Take the part of the data that opens with the line containing "of the power" and runs through the end of the data. Rewrite only that part, substituting "dot" for every "marker" and changing nothing else.
======== DATA IN THIS EXERCISE
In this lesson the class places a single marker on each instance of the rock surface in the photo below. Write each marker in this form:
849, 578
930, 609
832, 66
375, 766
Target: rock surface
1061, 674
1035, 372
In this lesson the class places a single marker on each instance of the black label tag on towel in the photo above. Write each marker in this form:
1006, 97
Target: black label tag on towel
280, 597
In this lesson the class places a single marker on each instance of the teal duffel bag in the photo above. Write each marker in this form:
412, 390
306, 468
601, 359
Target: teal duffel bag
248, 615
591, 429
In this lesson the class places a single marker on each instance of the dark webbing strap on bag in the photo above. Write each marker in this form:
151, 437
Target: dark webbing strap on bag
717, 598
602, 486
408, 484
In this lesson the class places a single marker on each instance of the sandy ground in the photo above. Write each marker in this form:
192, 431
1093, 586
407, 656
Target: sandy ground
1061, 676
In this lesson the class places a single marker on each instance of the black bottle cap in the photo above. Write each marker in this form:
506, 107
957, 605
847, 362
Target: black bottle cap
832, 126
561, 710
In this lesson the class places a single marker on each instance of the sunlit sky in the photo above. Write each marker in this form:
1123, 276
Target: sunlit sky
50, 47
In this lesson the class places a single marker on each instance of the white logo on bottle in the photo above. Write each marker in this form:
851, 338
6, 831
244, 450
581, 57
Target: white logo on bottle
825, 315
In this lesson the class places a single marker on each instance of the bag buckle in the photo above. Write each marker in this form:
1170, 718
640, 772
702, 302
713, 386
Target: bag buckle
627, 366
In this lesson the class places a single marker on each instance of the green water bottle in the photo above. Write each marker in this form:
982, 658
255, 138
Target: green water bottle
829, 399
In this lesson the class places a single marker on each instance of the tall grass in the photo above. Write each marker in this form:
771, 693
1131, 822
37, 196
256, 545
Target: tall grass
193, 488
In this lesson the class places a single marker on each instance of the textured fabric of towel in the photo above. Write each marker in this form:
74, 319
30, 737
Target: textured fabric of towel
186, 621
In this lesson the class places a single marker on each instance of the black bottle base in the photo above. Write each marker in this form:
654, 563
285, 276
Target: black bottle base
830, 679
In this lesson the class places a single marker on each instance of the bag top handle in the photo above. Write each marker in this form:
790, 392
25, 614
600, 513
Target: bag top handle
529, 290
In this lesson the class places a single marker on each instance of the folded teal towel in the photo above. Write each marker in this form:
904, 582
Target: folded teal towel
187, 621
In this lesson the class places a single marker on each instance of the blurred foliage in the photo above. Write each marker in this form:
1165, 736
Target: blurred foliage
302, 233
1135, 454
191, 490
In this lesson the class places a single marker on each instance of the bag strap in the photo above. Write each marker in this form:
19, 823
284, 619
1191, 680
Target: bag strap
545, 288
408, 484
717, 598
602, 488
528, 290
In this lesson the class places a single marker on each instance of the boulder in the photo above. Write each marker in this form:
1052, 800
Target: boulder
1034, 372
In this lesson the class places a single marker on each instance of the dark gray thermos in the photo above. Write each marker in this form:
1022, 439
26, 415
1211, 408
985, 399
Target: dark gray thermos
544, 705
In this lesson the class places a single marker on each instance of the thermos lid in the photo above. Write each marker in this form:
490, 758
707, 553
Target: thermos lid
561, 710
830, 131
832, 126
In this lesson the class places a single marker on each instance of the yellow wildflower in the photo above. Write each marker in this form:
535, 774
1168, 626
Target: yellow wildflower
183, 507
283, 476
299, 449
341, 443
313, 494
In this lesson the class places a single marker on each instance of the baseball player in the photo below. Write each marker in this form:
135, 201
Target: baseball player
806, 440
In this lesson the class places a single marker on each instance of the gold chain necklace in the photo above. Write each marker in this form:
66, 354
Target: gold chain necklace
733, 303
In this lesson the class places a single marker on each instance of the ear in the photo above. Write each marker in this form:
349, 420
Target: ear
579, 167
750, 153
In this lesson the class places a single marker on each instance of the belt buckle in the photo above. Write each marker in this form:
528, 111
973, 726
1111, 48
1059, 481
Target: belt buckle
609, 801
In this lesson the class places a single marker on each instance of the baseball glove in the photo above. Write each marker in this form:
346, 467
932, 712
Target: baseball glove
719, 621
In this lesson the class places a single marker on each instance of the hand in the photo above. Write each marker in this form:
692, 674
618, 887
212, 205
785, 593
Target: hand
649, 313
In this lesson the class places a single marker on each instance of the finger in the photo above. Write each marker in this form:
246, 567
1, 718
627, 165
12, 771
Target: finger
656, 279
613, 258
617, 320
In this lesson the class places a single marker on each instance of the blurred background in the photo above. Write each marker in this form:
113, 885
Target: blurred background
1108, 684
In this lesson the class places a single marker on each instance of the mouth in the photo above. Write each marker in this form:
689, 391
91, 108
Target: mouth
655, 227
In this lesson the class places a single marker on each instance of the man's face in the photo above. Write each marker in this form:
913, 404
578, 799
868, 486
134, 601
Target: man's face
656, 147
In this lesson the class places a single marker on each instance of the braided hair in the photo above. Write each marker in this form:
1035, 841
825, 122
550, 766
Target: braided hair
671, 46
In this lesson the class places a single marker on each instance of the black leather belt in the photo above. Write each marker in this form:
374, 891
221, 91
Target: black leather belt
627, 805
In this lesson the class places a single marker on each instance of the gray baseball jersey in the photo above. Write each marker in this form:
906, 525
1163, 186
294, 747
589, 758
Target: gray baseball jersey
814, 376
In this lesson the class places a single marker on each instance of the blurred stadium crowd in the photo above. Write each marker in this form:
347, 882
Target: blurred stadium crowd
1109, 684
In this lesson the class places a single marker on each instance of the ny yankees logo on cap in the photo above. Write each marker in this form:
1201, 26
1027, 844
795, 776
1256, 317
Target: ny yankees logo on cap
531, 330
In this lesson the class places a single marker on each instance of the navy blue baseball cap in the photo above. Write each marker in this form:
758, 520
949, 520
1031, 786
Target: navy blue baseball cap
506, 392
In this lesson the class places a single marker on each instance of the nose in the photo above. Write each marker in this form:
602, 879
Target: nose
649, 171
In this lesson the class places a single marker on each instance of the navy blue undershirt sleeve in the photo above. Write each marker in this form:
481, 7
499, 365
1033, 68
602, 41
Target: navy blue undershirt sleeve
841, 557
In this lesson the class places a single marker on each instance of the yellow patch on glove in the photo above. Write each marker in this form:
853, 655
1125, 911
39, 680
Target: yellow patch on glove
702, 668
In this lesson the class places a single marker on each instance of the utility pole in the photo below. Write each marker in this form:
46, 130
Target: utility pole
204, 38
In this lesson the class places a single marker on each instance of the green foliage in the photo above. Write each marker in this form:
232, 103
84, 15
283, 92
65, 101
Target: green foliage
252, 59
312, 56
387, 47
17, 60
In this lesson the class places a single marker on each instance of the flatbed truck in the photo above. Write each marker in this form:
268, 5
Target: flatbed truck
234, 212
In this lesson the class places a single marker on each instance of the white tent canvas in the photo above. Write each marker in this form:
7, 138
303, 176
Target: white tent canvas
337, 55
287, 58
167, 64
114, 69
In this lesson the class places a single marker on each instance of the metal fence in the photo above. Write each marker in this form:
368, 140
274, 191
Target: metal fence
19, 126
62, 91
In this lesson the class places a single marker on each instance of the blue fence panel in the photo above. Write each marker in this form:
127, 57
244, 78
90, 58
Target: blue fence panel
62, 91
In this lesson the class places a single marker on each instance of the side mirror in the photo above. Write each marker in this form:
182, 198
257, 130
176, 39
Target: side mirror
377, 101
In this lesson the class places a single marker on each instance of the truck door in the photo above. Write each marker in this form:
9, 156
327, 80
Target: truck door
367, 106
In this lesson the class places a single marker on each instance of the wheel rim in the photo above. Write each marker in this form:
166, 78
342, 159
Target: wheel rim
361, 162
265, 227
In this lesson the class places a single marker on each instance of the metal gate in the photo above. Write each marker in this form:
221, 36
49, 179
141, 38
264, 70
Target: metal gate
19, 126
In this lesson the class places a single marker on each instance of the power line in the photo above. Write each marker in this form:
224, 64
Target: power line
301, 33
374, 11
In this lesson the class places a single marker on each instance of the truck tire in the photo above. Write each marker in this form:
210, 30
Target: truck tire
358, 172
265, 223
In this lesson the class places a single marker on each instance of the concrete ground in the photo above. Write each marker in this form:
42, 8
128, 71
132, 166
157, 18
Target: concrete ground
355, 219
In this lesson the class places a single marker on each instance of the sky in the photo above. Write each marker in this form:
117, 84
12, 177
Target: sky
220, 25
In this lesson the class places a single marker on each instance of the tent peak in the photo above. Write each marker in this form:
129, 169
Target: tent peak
================
RESULT.
In this lesson the class places a single dot on each instance of the power line in the photo above. Write each dot in this form:
224, 64
Target: power line
301, 33
374, 11
In this lesson the class places a single dot on each instance of the truck tire in the photo above. Write each dot in this form:
210, 30
Target: truck tire
358, 172
265, 223
In this lesson the class places a single dot on each instance of the concrete ground in the photo above. Write each dot in this form:
42, 8
128, 71
132, 166
157, 18
Target: concrete ground
355, 219
In this lesson the class places a single dot on each instance of the sky in the photo above. Write each dot in this form:
117, 84
12, 177
Target: sky
220, 25
In this lesson the class places a single dot on each instance of the tent peak in the photo above. Write each dot in this form:
129, 169
Target: tent peak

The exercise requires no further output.